INPUT FOR THIS TASK
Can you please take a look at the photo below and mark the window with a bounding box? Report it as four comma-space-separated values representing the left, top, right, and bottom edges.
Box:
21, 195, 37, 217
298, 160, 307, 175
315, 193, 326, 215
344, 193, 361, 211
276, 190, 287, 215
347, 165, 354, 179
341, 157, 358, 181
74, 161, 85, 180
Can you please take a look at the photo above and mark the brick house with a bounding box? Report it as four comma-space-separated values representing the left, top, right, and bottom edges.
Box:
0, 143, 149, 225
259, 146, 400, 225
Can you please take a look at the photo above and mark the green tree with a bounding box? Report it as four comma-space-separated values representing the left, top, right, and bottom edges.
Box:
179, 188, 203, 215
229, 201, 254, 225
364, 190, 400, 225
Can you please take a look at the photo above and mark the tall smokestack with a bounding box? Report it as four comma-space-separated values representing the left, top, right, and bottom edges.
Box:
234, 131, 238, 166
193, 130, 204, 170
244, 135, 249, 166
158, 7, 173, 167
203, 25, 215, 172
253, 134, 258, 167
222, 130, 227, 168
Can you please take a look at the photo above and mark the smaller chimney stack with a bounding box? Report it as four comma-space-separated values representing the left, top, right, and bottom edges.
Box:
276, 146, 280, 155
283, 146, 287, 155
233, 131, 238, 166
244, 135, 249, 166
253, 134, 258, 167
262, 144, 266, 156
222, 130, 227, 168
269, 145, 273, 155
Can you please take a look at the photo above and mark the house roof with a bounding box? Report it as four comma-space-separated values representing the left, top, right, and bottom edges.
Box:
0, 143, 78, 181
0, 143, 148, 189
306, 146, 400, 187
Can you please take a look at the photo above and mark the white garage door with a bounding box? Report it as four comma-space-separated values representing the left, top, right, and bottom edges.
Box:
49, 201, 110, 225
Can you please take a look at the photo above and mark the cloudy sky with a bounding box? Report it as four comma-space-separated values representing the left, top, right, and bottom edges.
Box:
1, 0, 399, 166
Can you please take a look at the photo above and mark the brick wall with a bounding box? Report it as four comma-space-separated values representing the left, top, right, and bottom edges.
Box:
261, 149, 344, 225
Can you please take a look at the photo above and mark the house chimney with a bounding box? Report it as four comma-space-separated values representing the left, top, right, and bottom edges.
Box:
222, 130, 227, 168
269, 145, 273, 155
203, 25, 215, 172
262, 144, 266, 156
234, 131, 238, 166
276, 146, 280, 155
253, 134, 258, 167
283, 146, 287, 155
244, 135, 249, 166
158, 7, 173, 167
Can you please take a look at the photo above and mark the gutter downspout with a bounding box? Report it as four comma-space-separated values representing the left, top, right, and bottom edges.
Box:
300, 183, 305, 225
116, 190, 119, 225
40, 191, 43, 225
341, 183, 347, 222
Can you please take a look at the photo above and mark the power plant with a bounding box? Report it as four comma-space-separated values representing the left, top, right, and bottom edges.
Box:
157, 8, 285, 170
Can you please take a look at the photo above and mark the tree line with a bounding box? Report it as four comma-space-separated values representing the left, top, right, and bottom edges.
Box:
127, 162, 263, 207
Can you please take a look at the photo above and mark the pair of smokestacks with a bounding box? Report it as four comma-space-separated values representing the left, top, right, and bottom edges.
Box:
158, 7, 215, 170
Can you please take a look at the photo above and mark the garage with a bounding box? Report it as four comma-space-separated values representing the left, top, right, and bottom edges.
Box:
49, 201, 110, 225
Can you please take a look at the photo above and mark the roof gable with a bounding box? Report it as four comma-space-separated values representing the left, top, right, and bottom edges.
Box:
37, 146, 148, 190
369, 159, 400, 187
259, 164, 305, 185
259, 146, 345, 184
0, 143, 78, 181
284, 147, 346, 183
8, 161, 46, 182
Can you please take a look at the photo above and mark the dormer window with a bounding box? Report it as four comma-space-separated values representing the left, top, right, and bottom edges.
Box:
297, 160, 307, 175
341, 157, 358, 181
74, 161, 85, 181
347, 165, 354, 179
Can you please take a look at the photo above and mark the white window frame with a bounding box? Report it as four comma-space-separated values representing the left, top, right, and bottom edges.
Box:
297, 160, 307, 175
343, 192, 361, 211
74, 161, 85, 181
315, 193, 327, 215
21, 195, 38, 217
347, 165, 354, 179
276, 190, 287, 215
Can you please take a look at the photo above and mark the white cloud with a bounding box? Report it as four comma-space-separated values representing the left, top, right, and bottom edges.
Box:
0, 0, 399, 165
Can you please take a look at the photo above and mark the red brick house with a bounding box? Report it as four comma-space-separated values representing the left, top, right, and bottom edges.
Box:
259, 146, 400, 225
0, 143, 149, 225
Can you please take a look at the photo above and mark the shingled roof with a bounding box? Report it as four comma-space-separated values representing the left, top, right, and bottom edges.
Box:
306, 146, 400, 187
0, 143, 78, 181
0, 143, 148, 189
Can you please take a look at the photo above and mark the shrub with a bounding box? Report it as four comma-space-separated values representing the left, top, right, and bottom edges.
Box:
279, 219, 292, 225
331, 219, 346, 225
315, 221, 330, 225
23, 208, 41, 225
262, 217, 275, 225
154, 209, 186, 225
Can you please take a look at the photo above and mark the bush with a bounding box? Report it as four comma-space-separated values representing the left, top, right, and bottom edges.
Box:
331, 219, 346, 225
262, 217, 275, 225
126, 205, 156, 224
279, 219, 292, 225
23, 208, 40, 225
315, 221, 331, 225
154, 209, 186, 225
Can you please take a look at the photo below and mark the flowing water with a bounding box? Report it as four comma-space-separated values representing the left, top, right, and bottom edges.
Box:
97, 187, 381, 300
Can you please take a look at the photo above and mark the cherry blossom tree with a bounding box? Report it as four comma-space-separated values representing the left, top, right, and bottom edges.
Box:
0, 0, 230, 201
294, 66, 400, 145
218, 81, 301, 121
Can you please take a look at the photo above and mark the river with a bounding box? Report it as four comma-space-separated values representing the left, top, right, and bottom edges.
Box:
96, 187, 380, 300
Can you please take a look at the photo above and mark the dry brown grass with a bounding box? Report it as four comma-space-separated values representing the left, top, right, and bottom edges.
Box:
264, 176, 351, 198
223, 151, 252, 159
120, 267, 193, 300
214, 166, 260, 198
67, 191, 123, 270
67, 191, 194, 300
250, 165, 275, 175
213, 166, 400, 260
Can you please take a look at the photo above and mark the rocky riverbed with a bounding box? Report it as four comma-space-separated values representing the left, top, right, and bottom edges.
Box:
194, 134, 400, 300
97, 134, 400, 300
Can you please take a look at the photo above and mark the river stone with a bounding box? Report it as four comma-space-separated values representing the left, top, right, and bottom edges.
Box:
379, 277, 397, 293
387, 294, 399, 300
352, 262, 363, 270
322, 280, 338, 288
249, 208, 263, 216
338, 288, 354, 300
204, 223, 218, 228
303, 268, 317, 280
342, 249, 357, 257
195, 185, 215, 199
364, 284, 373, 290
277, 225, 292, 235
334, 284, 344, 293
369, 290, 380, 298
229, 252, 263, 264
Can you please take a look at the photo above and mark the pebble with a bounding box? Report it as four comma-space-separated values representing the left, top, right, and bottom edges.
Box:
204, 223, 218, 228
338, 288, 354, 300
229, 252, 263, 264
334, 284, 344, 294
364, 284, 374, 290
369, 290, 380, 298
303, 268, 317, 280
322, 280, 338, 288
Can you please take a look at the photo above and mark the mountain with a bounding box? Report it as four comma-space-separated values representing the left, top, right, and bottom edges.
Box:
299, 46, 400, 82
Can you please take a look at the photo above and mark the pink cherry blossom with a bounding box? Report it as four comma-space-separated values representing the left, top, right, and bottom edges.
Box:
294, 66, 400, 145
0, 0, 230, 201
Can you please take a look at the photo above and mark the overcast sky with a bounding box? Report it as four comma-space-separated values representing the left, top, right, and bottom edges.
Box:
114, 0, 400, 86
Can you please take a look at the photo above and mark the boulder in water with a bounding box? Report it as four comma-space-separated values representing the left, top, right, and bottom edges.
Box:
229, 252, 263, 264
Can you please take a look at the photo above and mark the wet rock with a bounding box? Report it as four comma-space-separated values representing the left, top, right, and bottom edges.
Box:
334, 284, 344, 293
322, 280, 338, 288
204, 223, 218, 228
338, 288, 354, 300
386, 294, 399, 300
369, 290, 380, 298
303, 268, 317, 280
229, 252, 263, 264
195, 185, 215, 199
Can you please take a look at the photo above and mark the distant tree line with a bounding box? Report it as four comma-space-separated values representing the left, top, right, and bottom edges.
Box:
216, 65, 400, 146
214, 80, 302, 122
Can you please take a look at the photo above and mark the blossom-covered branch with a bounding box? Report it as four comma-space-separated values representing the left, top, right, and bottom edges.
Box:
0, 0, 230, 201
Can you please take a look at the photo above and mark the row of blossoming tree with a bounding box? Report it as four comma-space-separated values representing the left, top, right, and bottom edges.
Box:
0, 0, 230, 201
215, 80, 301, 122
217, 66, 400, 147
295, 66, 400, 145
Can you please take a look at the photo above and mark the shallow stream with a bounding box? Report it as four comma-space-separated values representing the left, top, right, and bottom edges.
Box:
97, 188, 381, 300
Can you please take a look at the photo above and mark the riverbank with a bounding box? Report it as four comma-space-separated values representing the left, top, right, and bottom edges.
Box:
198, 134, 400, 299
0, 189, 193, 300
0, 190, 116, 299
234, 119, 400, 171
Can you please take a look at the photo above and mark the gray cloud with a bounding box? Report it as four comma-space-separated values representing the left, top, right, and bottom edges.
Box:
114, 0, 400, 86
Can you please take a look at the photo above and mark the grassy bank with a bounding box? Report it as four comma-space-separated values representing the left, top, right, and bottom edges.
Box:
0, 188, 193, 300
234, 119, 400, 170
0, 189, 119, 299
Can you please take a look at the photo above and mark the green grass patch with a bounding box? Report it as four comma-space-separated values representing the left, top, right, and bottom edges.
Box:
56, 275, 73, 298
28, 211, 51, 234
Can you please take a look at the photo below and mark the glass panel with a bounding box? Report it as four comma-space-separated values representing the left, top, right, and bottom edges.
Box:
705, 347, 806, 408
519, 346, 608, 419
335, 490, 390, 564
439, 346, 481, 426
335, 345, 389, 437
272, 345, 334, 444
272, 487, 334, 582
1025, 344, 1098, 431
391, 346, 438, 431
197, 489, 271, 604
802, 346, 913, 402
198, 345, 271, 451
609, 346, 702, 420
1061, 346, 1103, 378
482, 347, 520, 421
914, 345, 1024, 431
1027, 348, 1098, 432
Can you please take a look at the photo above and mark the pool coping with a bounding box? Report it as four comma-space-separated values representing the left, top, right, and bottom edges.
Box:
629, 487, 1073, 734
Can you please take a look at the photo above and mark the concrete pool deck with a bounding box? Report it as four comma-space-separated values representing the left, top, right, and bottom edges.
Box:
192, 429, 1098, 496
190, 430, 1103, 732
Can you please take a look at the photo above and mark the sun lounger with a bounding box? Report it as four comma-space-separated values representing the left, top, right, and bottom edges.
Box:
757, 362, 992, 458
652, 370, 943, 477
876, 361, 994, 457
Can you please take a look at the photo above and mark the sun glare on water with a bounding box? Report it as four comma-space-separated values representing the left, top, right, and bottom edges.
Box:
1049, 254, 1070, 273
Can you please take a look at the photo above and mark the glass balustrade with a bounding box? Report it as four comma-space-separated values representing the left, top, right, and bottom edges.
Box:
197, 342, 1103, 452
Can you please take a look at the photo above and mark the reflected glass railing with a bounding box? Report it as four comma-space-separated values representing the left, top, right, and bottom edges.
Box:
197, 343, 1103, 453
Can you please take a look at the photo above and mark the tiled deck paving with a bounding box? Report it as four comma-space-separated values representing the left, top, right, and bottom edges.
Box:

TASK TO CARRY OUT
Using the listing above, copy exactly the line that contains "the house roof", the line that contains "the house chimney", and each line that falls between them.

SOLUTION TO THIS EXERCISE
Can you please take a look at the photo above and mark the house roof with a bounding box? Report it as four comma-space-separated values representing the left, top, right, and bottom edges.
Box:
0, 143, 78, 181
0, 143, 148, 189
306, 146, 400, 187
Can you please take a look at the photo above and mark the white garage door with a bounding box? Report it as four comma-space-separated values representing the left, top, right, and bottom edges.
Box:
49, 201, 110, 225
Can you please take a look at the photo above and mark the cloudy sky with a bounding box? Report it as four comma-space-separated values representing the left, top, right, and bottom edges.
Box:
1, 0, 399, 166
Can you please take a look at the photo above and mark the brick wall with a bounding box? Report it as four comma-space-separated values representing the left, top, right, and bottom edges.
Box:
261, 149, 344, 225
Can you please take a look at the photo above and mark the house chimney with a bounding box? Report it as four comma-space-separated values representing the left, top, right, and bottom edges.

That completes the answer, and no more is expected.